── Records supplied ──
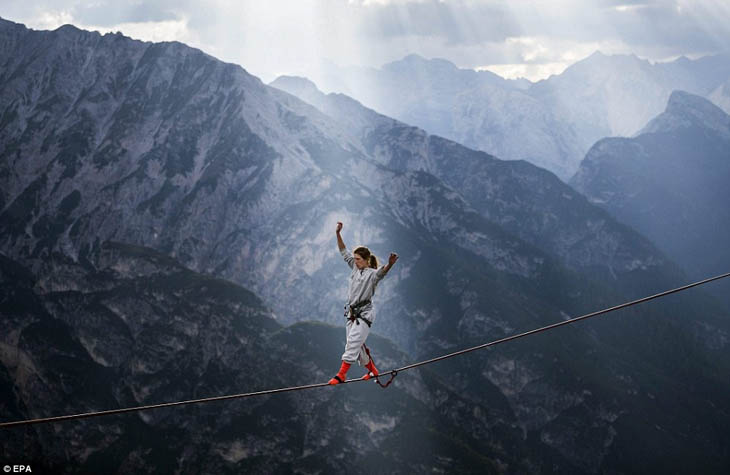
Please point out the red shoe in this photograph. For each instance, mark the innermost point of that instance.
(372, 370)
(341, 376)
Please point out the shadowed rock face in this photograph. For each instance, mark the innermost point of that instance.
(669, 182)
(198, 163)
───
▸ Problem requirements: All lines from the one with "Please point out the shadowed" to the end of the entries above are to be written out exactly, the first and last included.

▸ Output below:
Please point out the shadowed rock face in this photograph. For each instance, mark the innermost point of that instance.
(669, 182)
(198, 163)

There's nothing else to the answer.